# 5th Wheel Breakaway switch, help



## od (Mar 20, 2009)

Long story short, pulled the trigger on a new firth wheel RV. I accidently pulled out the Breakaway Switch unhooking it. I noticed after that happened that I did not have any numbers showing on my brake control box in the truck. I also tried applying the break manually from the control box but no brakes could be felt from the trailer. I remember now that I did not have the trailer battery connected. I had used the battery disconnect but will flip the connect switch on tomorrow and see if it corrects the problem. Does anyone know if there may be something else I missed. Kind of new to the rig and the owners manual doesn't get that deep into that. Have a trip set for next week so I need to figure this one out as soon as I can. Thanks for any help


----------



## Sgrem (Oct 5, 2005)

Trailer was unhooked showing no numbers on brake control? Normal.

Battery operates trailer brakes stand alone if trailer were to breakaway. Battery disconnected will not engage trailer brakes when breakaway switch is removed. 

Connect in normal operation and see if your issues go away. If no response on controller check fuses and ground.

Sounds like something simple....


----------



## peckerwood (Jun 9, 2012)

sgrem's right. Don't panic yet.


----------



## od (Mar 20, 2009)

Thanks for the info. I had reinstalled the breakaway plug back into the switch but had also forgotten to switch the RV battery back on so I will check on that when I get back from looking for a new tail gate to replace my banged up one. Luckily that was all the damage as when the rig fell the legs held up the rest of the rig and didn't do any damage to the bed as well. Got luck there. Will post results when its all done. Thanks again and have a great day.


----------



## peckerwood (Jun 9, 2012)

I bet you pulled some ends out of the trailer plug.I didn't realize you had such a violent unhook.


----------



## djwag94 (Nov 19, 2009)

Record excerpts:

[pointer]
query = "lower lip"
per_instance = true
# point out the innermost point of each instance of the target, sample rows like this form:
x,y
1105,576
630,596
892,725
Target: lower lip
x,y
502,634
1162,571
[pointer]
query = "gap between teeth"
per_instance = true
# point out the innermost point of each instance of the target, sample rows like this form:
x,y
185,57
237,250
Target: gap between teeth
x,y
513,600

Goal:
Copy the breakaway switch thread again, beginning at the words "Battery operates trailer" and stopping after "fuses and ground.", but swap "fuses" for "circuit breakers". The records stand apart from the breakaway switch thread.

Written response:
Battery operates trailer brakes stand alone if trailer were to breakaway. Battery disconnected will not engage trailer brakes when breakaway switch is removed. 

Connect in normal operation and see if your issues go away. If no response on controller check circuit breakers and ground.